Extracted data entries
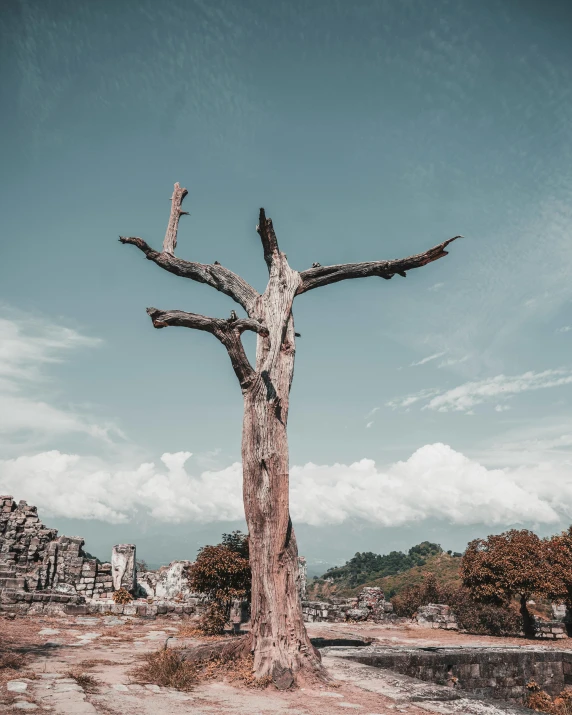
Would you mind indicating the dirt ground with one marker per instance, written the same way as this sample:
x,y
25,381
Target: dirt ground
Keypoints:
x,y
39,654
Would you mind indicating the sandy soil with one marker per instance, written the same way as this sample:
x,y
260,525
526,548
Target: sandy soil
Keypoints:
x,y
110,647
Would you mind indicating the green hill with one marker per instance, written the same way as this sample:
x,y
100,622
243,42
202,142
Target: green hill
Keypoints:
x,y
392,572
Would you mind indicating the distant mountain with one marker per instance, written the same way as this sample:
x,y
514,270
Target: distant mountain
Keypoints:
x,y
391,572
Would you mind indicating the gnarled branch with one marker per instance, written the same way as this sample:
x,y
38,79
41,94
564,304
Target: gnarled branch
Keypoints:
x,y
269,241
227,331
216,276
323,275
170,240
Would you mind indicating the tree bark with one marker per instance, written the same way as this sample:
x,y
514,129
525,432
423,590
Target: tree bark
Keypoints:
x,y
279,640
280,643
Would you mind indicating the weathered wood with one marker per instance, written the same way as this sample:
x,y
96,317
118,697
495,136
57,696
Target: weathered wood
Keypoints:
x,y
324,275
216,276
278,636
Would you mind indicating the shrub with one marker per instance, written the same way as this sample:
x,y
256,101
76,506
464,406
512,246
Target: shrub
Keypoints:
x,y
213,621
223,573
409,601
166,668
484,618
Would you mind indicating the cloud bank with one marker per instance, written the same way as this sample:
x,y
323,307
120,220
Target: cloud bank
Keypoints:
x,y
435,482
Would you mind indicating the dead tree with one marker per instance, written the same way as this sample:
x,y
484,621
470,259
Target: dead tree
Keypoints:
x,y
279,640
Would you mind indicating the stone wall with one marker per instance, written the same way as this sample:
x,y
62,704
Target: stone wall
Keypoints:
x,y
500,673
34,558
370,605
437,615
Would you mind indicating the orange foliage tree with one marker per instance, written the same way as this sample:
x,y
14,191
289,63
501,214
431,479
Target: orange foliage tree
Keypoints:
x,y
514,564
223,573
559,550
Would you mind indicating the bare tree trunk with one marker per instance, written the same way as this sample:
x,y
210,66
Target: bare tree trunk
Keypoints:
x,y
279,639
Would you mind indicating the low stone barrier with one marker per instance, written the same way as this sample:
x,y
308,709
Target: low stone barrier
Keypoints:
x,y
437,615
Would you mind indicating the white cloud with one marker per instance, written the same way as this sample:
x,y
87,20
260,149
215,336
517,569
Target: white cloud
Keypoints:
x,y
428,359
468,395
28,346
452,361
435,482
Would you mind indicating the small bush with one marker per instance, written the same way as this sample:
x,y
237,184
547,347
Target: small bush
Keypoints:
x,y
485,619
84,680
213,621
122,596
167,669
540,701
410,600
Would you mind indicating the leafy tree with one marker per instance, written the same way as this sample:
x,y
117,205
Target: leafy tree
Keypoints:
x,y
223,573
506,566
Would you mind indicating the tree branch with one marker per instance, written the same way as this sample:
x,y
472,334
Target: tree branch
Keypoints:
x,y
269,241
170,241
323,275
216,276
227,331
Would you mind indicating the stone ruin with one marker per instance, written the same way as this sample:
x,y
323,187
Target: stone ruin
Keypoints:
x,y
41,572
370,605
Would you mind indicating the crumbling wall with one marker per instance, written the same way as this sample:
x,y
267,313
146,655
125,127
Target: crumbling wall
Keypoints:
x,y
34,558
370,605
437,615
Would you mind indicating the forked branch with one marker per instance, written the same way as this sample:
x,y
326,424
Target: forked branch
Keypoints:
x,y
323,275
215,275
227,331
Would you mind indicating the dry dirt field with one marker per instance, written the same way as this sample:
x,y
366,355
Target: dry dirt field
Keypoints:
x,y
39,653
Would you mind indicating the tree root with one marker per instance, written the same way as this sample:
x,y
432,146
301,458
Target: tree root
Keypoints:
x,y
235,649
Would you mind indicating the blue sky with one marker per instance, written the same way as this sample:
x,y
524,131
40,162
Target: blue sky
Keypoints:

→ **What is required**: Working from the entries above, find every line in which the word "small" occurs and copy it.

→ **Solution for this problem**:
Would you mind indicating the small bush with one marker per instance, written the same way as this sample:
Target: small bush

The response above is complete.